Provided records:
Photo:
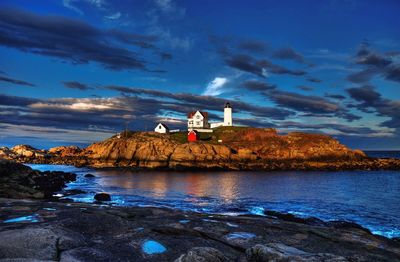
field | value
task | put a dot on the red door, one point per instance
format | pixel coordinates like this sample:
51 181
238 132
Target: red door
192 136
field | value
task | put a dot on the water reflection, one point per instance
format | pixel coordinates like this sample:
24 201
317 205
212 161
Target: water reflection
366 197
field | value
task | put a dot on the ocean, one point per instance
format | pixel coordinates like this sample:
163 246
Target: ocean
369 198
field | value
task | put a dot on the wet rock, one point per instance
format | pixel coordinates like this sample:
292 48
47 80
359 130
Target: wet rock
38 243
347 225
71 192
280 252
19 181
65 151
201 254
86 254
102 197
292 218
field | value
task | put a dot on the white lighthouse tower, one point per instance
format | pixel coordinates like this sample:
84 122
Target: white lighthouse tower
228 115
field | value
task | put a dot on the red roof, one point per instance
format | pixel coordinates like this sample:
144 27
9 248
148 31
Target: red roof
204 114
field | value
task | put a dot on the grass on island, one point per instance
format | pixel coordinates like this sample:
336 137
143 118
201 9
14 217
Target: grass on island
224 133
218 134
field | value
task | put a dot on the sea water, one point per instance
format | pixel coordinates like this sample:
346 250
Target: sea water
369 198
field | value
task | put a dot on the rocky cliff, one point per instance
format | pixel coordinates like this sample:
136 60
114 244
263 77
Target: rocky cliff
227 148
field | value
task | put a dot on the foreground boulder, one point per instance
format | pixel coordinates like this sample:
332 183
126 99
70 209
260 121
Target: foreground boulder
89 232
281 253
20 181
102 197
227 148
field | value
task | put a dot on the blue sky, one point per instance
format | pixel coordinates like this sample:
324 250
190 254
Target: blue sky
77 71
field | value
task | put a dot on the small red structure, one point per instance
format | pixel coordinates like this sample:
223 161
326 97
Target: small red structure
193 136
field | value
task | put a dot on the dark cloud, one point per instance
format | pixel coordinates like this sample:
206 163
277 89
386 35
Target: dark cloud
313 105
374 64
362 76
345 129
6 100
260 68
71 40
289 54
365 94
393 73
335 96
255 85
185 102
367 57
305 88
76 85
253 46
314 80
368 98
15 81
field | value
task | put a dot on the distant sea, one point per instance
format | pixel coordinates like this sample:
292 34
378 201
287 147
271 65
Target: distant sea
369 198
383 154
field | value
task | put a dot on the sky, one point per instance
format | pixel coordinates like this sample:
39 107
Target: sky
73 72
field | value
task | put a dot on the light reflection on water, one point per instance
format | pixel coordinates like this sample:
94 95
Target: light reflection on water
369 198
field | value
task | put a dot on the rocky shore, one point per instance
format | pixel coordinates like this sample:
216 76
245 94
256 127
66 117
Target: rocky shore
20 181
44 228
55 231
227 149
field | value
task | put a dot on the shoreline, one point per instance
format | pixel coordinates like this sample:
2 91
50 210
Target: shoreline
99 231
264 165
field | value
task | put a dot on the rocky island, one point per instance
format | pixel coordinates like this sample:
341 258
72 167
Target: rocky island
227 148
39 227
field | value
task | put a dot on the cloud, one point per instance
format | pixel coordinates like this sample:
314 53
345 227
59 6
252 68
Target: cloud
309 104
393 73
76 85
255 85
305 88
185 102
259 68
337 129
71 4
314 80
70 40
335 96
253 46
289 54
369 98
114 16
362 76
374 64
214 88
15 81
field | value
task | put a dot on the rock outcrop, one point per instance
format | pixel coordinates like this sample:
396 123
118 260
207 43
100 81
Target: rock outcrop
20 181
240 149
87 232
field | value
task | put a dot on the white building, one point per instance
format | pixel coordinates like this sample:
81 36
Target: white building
198 120
228 115
228 121
161 128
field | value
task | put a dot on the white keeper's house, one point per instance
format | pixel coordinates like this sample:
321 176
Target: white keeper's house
161 128
198 120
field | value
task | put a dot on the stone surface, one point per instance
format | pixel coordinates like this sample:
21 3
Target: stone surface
89 232
281 253
242 149
201 254
19 181
102 197
38 243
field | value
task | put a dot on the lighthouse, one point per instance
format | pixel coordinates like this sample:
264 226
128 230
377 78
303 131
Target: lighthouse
228 115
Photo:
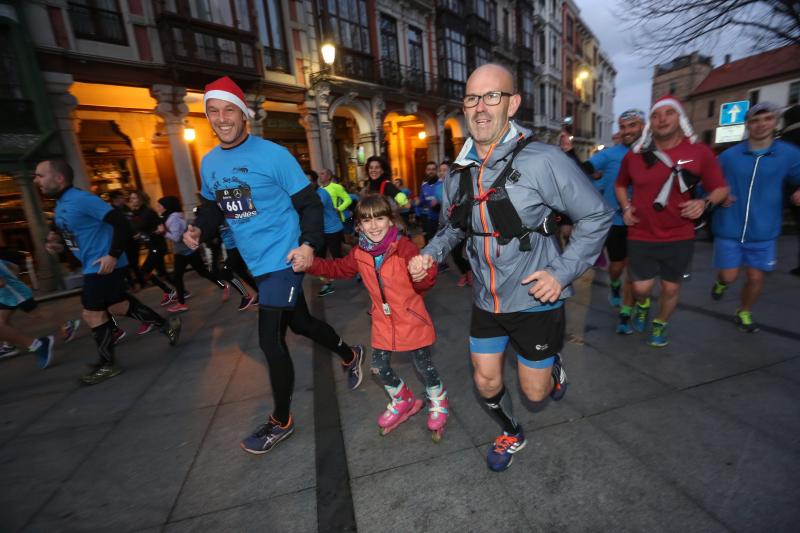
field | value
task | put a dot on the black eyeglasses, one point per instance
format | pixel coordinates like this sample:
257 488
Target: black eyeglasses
490 98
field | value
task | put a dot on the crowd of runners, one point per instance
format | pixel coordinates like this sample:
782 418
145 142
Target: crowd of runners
520 219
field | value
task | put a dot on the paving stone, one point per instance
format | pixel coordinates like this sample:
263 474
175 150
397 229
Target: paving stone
224 476
34 468
283 514
132 477
575 478
719 463
453 492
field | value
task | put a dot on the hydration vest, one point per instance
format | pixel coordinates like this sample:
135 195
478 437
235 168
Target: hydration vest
505 219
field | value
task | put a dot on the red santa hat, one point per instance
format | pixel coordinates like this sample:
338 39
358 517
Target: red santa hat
665 101
226 89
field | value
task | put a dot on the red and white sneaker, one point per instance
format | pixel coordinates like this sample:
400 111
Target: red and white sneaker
168 298
145 327
177 307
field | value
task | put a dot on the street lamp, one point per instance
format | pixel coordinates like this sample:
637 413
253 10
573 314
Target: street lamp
328 50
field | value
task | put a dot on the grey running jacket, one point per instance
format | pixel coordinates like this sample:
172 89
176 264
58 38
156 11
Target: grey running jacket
550 181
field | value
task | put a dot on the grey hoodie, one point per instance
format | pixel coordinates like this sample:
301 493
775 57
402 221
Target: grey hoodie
550 181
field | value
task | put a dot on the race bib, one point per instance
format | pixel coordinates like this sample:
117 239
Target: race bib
236 202
70 241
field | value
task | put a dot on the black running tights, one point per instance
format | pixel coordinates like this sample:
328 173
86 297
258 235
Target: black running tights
272 325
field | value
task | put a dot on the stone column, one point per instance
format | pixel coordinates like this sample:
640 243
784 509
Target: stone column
172 108
441 118
63 104
322 101
255 101
433 148
378 111
308 119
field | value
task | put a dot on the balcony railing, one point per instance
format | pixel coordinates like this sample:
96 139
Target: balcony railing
195 43
96 24
394 75
502 42
275 59
18 115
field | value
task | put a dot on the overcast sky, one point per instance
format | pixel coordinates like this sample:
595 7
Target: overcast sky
635 72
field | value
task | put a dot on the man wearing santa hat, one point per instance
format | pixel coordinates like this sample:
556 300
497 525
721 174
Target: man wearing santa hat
275 215
662 170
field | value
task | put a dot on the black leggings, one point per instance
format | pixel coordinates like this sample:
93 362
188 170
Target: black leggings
194 259
155 261
272 325
234 265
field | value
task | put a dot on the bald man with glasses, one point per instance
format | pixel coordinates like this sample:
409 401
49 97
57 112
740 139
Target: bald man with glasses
519 282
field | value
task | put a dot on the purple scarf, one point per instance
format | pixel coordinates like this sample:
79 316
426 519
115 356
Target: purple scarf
377 248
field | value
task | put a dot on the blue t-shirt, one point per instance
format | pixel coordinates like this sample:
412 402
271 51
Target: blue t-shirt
332 222
79 217
253 184
608 162
15 292
428 193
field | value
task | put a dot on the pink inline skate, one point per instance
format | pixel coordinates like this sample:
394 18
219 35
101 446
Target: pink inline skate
403 406
437 411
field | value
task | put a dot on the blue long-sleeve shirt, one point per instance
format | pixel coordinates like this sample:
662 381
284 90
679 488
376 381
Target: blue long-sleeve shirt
757 179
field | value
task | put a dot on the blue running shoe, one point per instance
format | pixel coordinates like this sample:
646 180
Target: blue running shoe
559 379
267 436
639 318
658 335
44 353
501 453
624 325
353 369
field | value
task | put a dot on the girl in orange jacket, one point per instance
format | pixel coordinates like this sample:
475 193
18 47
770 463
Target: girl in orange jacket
400 321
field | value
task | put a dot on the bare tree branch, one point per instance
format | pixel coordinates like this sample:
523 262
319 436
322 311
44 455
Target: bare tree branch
664 29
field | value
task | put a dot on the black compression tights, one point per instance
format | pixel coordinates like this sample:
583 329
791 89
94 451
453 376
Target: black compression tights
272 325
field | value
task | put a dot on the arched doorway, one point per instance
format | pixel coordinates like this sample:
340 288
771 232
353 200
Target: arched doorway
109 157
411 141
353 139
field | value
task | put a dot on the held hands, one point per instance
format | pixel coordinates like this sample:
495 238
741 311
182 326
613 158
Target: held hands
692 209
191 237
301 258
418 267
107 264
545 287
564 142
629 217
729 200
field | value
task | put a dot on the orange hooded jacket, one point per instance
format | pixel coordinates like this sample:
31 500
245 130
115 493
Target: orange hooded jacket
408 326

Task requirements:
Could you set down, exactly as written, every line from the start of the records above through the line containing "task | put a dot on the ocean, one", leaving the pictures out?

Worked solution:
Photo:
field | value
task | put a dot on the red door, one point per instance
format | pixel coordinates like this sample:
51 181
238 132
Target: red door
192 136
field | value
task | put a dot on the water reflection, one point per instance
format | pixel coordinates like this sample:
24 201
317 205
212 161
Target: water reflection
366 197
field | value
task | put a dot on the ocean, one point per instance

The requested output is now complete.